TASK PROMPT: Turn the data below into a two-column CSV with the headers "prompt" and "answer", giving each text and its answer a row of their own. Put every value in a single quoted field with line breaks replaced by spaces, and leave the pictures out.

(Location identification items)
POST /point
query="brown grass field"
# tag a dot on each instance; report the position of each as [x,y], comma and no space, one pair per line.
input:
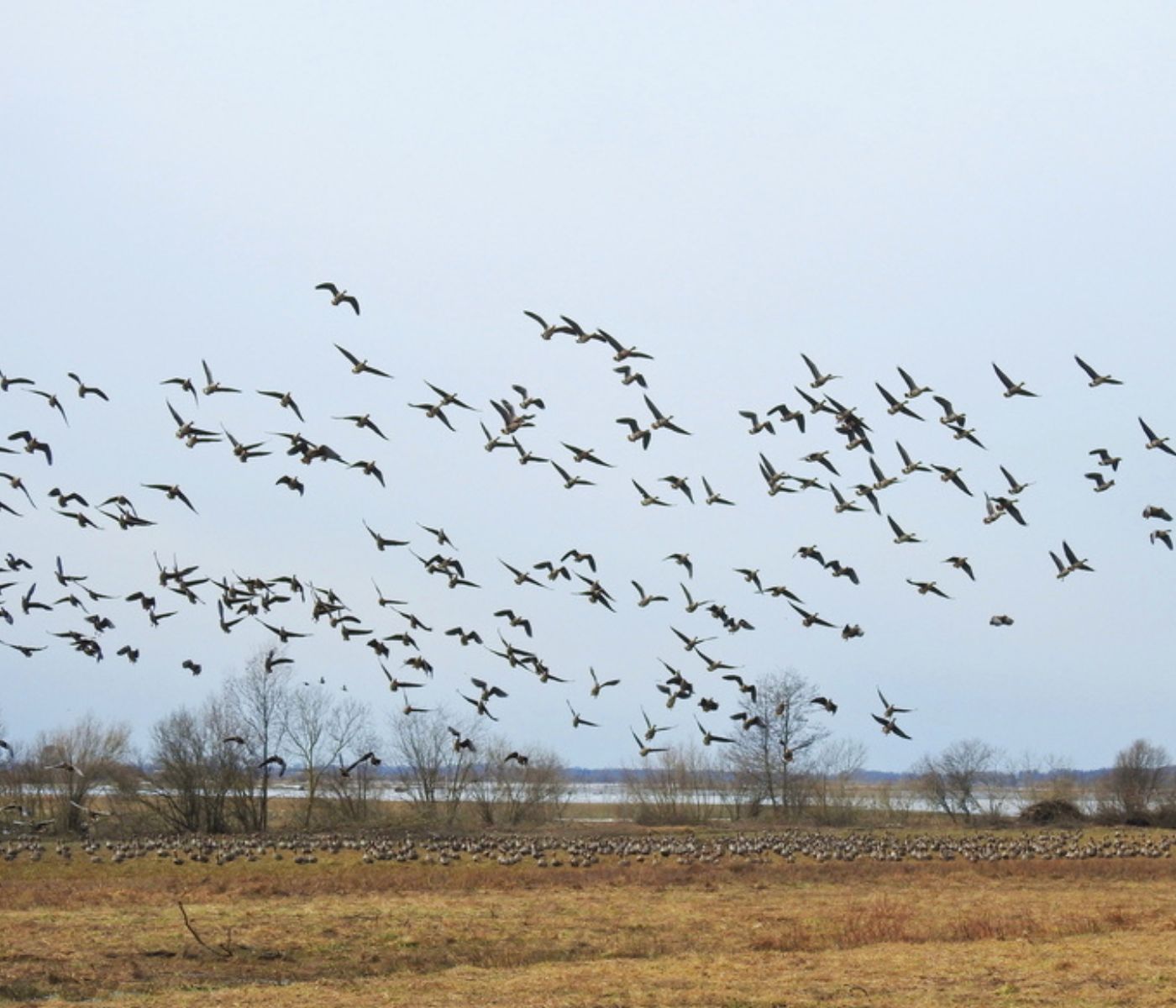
[743,931]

RESULT:
prompt,answer
"POST /point query=""brown grass field"" # tag a dot on each instance; report the position of each as [x,y], comma and no space, one pair per line. input:","[743,931]"